**Problem:**
Report every line of the rows below that contains the word "much", counting only matches with the same case.

(Data listing)
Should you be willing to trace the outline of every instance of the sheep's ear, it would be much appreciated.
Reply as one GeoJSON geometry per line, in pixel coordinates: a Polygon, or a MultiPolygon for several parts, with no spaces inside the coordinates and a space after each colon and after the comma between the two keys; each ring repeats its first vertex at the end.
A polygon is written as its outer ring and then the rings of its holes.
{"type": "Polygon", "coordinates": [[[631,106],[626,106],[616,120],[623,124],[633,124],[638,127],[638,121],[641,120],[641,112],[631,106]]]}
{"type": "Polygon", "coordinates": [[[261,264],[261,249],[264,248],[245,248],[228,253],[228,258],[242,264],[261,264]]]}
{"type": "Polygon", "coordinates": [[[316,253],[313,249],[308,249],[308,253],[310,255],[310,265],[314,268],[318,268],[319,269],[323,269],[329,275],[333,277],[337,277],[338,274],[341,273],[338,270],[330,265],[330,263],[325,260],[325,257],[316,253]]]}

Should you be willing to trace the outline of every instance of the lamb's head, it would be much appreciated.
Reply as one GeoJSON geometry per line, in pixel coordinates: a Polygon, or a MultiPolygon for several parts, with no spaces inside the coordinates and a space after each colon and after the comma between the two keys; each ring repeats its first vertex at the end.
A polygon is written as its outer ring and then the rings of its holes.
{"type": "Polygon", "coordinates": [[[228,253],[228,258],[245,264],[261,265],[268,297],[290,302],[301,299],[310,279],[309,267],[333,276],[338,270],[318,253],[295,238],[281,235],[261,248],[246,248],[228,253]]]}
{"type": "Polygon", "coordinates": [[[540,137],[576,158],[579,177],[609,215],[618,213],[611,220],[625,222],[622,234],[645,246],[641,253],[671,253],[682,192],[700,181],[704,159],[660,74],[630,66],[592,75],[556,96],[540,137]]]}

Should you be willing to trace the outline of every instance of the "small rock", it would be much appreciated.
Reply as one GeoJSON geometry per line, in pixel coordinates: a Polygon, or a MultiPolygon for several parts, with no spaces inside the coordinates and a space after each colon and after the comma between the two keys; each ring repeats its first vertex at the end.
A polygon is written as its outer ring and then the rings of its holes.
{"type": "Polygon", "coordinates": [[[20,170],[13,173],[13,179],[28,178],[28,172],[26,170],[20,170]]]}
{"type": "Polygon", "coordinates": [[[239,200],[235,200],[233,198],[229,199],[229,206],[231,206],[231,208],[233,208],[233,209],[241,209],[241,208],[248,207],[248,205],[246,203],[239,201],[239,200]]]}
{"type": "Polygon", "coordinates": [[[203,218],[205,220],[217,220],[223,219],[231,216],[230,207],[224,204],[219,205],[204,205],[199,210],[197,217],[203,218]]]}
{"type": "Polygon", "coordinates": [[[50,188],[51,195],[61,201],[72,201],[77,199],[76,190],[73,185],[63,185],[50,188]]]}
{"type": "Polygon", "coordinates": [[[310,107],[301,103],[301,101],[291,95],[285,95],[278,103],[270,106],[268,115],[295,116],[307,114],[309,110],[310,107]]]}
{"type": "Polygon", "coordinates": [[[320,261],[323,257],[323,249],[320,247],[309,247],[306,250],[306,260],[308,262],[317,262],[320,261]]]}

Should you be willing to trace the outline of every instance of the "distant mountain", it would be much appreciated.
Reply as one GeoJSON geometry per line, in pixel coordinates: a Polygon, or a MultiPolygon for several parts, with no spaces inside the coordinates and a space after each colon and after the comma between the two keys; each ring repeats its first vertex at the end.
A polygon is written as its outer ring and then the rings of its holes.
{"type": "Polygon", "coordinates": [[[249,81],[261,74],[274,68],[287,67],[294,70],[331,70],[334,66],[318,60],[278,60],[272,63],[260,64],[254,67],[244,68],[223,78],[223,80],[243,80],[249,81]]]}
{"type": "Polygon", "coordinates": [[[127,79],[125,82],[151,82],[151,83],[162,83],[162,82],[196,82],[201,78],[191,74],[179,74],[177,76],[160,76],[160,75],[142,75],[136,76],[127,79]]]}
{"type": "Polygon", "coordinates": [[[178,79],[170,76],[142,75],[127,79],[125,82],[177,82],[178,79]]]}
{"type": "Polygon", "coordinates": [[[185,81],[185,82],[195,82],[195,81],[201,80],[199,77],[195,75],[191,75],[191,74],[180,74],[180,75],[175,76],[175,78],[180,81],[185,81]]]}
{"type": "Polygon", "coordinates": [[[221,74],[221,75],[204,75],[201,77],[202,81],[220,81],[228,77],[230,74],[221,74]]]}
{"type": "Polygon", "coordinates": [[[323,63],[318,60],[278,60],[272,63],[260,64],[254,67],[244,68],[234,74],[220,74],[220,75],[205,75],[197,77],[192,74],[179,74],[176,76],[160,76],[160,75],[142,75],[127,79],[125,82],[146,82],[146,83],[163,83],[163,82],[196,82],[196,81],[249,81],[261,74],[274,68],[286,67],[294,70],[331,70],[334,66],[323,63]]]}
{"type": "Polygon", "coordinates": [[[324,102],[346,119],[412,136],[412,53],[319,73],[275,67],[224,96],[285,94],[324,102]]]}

**Reply:**
Should you be willing to trace the outline of every instance of the sheep's ear, it would be much appreciated.
Should you be willing to trace the outline of every instance of the lamb's head, it would be much appreciated.
Should you be willing to trace the outline of every instance of the "small rock", it would be much appreciated.
Should you be willing to trace the outline of every instance of the "distant mountain", it would be much appreciated.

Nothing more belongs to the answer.